--- BEGIN SUPPLIED DATA ---

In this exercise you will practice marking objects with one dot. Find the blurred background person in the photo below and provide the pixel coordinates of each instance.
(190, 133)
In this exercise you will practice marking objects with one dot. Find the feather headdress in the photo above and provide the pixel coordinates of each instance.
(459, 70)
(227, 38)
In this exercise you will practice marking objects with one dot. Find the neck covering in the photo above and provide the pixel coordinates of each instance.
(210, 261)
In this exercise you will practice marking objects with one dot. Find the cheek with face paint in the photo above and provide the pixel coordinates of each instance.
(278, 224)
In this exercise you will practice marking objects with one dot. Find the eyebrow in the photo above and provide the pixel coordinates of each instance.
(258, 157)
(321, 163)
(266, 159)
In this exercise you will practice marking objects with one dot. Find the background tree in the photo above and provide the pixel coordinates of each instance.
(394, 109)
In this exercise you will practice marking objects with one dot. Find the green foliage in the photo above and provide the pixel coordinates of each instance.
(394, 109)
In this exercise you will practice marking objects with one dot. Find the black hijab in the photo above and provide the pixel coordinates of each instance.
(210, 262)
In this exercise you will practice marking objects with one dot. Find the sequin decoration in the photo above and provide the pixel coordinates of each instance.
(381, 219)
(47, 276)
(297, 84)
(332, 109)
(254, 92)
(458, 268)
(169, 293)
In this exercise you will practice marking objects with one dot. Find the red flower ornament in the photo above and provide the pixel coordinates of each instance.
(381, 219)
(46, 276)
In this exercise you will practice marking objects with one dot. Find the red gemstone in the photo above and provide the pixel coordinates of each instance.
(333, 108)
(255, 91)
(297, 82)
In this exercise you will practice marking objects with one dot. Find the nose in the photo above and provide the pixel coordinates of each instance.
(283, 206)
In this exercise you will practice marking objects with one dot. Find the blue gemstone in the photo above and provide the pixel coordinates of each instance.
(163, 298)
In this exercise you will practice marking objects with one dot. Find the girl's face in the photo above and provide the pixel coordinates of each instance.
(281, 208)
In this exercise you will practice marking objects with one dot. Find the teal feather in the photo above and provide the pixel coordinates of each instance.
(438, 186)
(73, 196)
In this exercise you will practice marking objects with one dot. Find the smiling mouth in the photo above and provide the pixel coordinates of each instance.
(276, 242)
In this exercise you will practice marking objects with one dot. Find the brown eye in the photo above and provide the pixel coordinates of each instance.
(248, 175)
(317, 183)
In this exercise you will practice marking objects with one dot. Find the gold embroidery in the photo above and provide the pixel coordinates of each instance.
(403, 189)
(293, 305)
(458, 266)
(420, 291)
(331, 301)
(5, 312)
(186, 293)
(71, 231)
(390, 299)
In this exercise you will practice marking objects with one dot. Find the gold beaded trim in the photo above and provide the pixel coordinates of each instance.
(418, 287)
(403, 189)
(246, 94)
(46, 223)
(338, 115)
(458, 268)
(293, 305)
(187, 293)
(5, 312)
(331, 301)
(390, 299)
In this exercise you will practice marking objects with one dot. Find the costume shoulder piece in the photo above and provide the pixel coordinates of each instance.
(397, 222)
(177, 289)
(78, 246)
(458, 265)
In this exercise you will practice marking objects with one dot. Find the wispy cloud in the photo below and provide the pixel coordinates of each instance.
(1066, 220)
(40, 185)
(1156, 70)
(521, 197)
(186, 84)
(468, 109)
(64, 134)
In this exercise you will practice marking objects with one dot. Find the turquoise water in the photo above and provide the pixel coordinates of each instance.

--- END SUPPLIED DATA ---

REQUIRED TASK
Write out the complete set of records exactly as given.

ANSWER TO THIS PROBLEM
In this exercise you will practice marking objects with one dot. Find the blurred background person in the photo below and provide the pixel coordinates of each instance.
(190, 133)
In this exercise you will practice marking objects with one dot. Find the feather headdress in the photo above and provide the pixel coordinates of each instance.
(459, 70)
(227, 38)
In this exercise you will practice marking objects with one dot. Find the neck covering in the photo above and provide the pixel coordinates of each instance.
(210, 261)
In this exercise you will practice marking objects with one dot. Find the cheek with face paint in the photo above and provide the pixel coordinates of each instance.
(278, 224)
In this exercise you will practice marking objects with one dot. Find the eyebrow in the photo above and provide the pixel coordinates of each instance.
(258, 157)
(321, 163)
(266, 159)
In this exercise you will practice marking objects with one dot. Find the background tree in the photo above and provide the pixel coordinates of each instance.
(394, 109)
In this exercise you will practice marking objects with one dot. Find the green foliage in the photo above and provide the pixel coordinates of each instance.
(394, 109)
In this exercise you will practice marking objects with one dot. Find the black hijab in the photo above and provide the pixel coordinates of each instance.
(210, 262)
In this exercise you will practice marking objects with one dot. Find the sequin decoration in the photo above and provide the pixel coordinates of each instance.
(381, 219)
(47, 276)
(297, 84)
(332, 109)
(254, 92)
(458, 268)
(169, 293)
In this exercise you will practice marking objects with one dot. Find the red flower ornament in the photo above and provide the pixel coordinates of each instance.
(381, 219)
(46, 276)
In this exercise you will practice marking objects with one dot. Find the red gemstone in the photo above and provide the pixel coordinates of each instance.
(333, 108)
(255, 91)
(297, 82)
In this exercise you will practice marking objects with one dot. Find the nose in the photo above and provide the pixel coordinates of each instance.
(283, 206)
In this exercise you will practice marking objects with one dot. Find the blue gemstone in the photo above and provide the pixel coordinates of each instance.
(163, 298)
In this exercise you will practice marking objects with one dot. Find the girl's face in the photo above and provide the pixel coordinates of each instance.
(281, 208)
In this exercise you will practice marking objects with one dot. Find the teal feather in the photo above and provide the pixel coordinates of each instance.
(438, 186)
(73, 196)
In this exercise you will practice marking objects with one dot. Find the smiling mouth in the photo above and provide the pixel coordinates of each instance.
(276, 242)
In this exercise you will practice marking objects with one dot. Find the brown eye in the photo above and provide the pixel coordinates of each instance.
(248, 175)
(317, 183)
In this exercise you will practice marking objects with one dot. Find the gold embroidery in the photo above and provide the pixel coordinates of each instance.
(403, 189)
(293, 305)
(458, 266)
(420, 291)
(331, 301)
(5, 312)
(186, 293)
(71, 231)
(390, 299)
In this exercise you will practice marking objects with one dot. Find the gold beaded trim in the photo above and provide the pixel coordinates of each instance.
(418, 287)
(403, 189)
(246, 94)
(46, 223)
(338, 115)
(458, 268)
(293, 305)
(187, 293)
(5, 312)
(331, 301)
(390, 299)
In this exercise you will practice marking objects with one dot. Find the costume shoulder piece in the photo above and provide the pixel coordinates of each instance.
(397, 222)
(177, 289)
(78, 246)
(458, 265)
In this exercise you will practice marking objects with one dot. Find the wispy cloud in the photo below and provide the pixel coordinates of each instance.
(1066, 220)
(40, 185)
(1156, 70)
(521, 197)
(186, 84)
(468, 109)
(64, 134)
In this exercise you will practice marking objects with one dot. Find the turquoise water in the photo above and provide the pixel coordinates of each instance.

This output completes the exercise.